MATERIAL FOR THIS TASK
• • • •

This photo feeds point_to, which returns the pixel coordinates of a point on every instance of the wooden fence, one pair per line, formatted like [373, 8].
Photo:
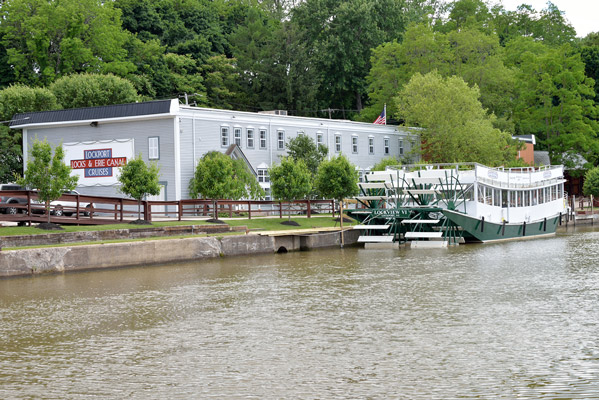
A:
[81, 209]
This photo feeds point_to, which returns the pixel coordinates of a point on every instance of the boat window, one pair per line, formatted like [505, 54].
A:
[513, 195]
[481, 194]
[526, 198]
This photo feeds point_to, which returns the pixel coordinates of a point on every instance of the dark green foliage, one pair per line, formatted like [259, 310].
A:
[91, 90]
[47, 173]
[139, 179]
[591, 183]
[290, 180]
[14, 100]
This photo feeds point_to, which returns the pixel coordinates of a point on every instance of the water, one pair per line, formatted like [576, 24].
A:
[501, 321]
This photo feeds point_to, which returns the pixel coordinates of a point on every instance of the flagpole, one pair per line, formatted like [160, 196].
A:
[385, 113]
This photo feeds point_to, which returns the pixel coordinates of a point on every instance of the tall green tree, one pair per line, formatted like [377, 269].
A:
[290, 180]
[91, 90]
[591, 183]
[456, 128]
[555, 100]
[303, 148]
[337, 179]
[14, 100]
[342, 34]
[45, 40]
[47, 173]
[138, 180]
[217, 176]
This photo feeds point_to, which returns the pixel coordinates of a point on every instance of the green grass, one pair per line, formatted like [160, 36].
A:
[253, 224]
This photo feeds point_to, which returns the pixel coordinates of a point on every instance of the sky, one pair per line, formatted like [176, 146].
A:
[582, 14]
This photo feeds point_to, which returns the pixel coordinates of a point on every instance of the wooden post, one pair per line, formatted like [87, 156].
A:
[341, 220]
[77, 210]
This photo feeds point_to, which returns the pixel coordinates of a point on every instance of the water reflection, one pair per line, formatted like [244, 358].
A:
[511, 320]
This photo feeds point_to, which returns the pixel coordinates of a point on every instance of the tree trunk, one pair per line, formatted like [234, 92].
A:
[341, 220]
[48, 210]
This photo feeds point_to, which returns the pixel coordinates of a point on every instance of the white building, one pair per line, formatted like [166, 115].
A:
[99, 139]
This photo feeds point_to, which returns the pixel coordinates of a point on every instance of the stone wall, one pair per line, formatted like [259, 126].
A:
[114, 234]
[113, 255]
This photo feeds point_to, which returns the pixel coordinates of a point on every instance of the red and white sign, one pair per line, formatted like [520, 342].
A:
[98, 163]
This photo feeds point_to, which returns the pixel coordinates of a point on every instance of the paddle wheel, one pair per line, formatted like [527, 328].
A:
[405, 205]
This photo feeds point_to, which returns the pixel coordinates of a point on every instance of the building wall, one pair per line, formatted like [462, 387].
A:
[138, 130]
[190, 132]
[205, 125]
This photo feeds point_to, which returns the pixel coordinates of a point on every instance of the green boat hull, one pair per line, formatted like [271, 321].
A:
[478, 230]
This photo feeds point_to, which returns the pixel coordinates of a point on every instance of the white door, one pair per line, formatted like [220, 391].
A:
[158, 211]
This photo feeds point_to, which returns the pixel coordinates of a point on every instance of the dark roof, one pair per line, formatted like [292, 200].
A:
[542, 157]
[93, 113]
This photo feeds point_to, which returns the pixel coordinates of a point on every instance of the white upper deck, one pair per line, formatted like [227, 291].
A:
[468, 173]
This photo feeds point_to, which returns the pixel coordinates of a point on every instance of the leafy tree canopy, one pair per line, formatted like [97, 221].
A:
[45, 40]
[384, 163]
[139, 179]
[14, 100]
[591, 183]
[47, 172]
[217, 176]
[337, 178]
[91, 90]
[290, 180]
[456, 128]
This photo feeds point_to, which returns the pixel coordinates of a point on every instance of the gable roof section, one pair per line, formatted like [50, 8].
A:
[91, 113]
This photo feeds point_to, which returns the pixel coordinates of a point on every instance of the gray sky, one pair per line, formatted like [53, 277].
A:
[582, 14]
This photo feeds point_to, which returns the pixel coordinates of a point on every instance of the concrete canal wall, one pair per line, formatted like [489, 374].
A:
[114, 255]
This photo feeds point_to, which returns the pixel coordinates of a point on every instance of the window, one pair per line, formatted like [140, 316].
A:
[224, 136]
[154, 148]
[319, 139]
[250, 139]
[237, 136]
[262, 138]
[263, 175]
[354, 144]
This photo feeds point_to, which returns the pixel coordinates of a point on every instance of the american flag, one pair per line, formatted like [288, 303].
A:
[382, 119]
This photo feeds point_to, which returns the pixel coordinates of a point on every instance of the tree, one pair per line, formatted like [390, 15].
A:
[217, 176]
[456, 128]
[45, 40]
[47, 173]
[591, 183]
[337, 179]
[92, 90]
[303, 148]
[14, 100]
[384, 163]
[554, 100]
[138, 179]
[290, 180]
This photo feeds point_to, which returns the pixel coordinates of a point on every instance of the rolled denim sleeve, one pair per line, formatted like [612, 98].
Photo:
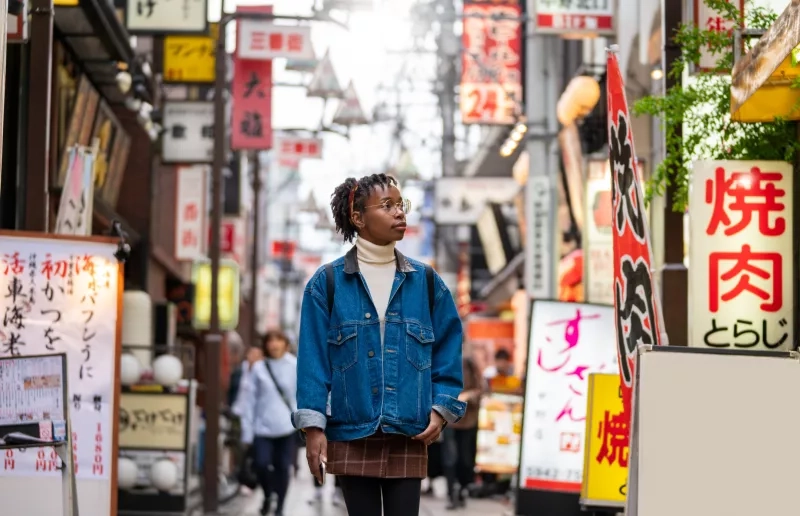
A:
[446, 373]
[313, 362]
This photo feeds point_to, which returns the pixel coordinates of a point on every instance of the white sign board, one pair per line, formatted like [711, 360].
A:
[461, 200]
[598, 238]
[593, 17]
[61, 296]
[190, 212]
[568, 342]
[166, 16]
[741, 263]
[189, 132]
[261, 40]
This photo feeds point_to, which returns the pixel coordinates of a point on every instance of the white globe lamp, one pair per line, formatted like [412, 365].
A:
[127, 472]
[164, 475]
[167, 370]
[130, 369]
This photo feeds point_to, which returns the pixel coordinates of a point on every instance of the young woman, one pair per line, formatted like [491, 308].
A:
[380, 337]
[268, 399]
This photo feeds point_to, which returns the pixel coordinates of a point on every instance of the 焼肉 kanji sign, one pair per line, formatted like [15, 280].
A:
[740, 279]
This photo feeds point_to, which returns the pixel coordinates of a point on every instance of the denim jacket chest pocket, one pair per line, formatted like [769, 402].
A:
[419, 346]
[343, 347]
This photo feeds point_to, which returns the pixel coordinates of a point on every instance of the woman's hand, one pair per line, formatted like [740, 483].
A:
[316, 451]
[431, 434]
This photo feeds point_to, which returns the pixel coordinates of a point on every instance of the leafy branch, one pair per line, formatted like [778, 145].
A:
[701, 108]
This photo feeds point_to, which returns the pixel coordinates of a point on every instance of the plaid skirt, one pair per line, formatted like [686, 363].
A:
[379, 456]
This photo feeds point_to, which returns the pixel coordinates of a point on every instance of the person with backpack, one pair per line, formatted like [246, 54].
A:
[268, 399]
[380, 335]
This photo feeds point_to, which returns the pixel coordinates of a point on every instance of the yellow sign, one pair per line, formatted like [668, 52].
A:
[605, 462]
[153, 421]
[190, 58]
[227, 298]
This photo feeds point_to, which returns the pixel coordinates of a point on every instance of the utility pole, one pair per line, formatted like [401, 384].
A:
[448, 52]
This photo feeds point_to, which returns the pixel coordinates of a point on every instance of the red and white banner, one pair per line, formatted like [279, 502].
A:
[190, 212]
[251, 117]
[740, 279]
[637, 307]
[491, 72]
[588, 17]
[262, 40]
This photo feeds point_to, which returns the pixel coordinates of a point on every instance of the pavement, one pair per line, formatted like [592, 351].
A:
[301, 493]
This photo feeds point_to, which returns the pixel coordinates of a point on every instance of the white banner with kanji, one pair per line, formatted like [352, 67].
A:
[740, 265]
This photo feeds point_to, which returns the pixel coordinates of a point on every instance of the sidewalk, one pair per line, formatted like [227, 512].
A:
[301, 491]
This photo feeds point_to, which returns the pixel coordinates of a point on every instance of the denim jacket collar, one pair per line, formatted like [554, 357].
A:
[351, 262]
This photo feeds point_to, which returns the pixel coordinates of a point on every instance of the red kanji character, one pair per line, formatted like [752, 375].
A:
[189, 238]
[14, 264]
[58, 268]
[276, 41]
[613, 431]
[294, 42]
[743, 265]
[258, 40]
[749, 196]
[191, 212]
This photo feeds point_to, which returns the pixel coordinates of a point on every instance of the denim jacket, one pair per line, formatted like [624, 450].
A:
[391, 386]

• • • •

REQUEST
Recast the records above as a Markdown table with the columns Row and Line, one row per line, from the line containing "like [246, 54]." through the end of the records, leaving out blank lines.

EXPECTED ANSWER
| Row | Line |
|---|---|
| 1 | This photo feeds point_to, which returns the pixel coordinates of a point on every instance of the person with backpack, one pair per line, formatted like [246, 54]. |
| 2 | A: |
| 3 | [268, 399] |
| 4 | [380, 335] |
| 5 | This photo feeds point_to, which returns the pixel coordinates of a point on every instance of the yellow sign, one pair per line, formatted like [668, 52]. |
| 6 | A: |
| 7 | [605, 462] |
| 8 | [153, 421] |
| 9 | [190, 58] |
| 10 | [227, 298] |
| 11 | This photo feeds point_to, which returns the pixel coordinates of a point on every instance of the utility pole, one pair per line, formatted like [401, 384]. |
| 12 | A: |
| 13 | [448, 52] |
| 14 | This photo feeds point_to, which returns the pixel coordinates of a point on every instance of the red and white banner, one pair per line, formatted like [279, 502]. |
| 15 | A: |
| 16 | [190, 212] |
| 17 | [251, 117] |
| 18 | [740, 279] |
| 19 | [637, 307] |
| 20 | [491, 72] |
| 21 | [588, 17] |
| 22 | [262, 40] |
| 23 | This photo feeds point_to, which returns the pixel coordinates of a point on every instance of the pavement, one pair per line, formatted like [592, 351]. |
| 24 | A: |
| 25 | [301, 493] |
| 26 | This photo feeds point_to, which returns the pixel coordinates of a point on every instance of the white banner with kanji, one pair per line, formatted like [352, 67]. |
| 27 | A: |
| 28 | [740, 265] |
| 29 | This photo feeds point_to, which returns the pixel coordinates of a point on every instance of the sidewalk, one pair per line, formatted like [227, 512]. |
| 30 | A: |
| 31 | [301, 491] |
| 32 | This photo feeds point_to, which returns the pixel coordinates of a point on every instance of the denim jacket collar, one pair per line, formatted like [554, 357]. |
| 33 | A: |
| 34 | [351, 262] |
| 35 | This photo feeds point_to, which returns the pixel coordinates of a point on every instance of the red kanji character, one pair per line, formatted like [752, 375]. |
| 36 | A: |
| 37 | [189, 238] |
| 38 | [14, 264] |
| 39 | [58, 268] |
| 40 | [276, 41] |
| 41 | [613, 431] |
| 42 | [294, 42] |
| 43 | [743, 265] |
| 44 | [258, 40] |
| 45 | [749, 196] |
| 46 | [191, 212] |
| 47 | This photo feeds point_to, which returns the pixel coordinates of a point on every instance of the denim jacket, one pair per line, formatted like [624, 450]. |
| 48 | A: |
| 49 | [391, 386] |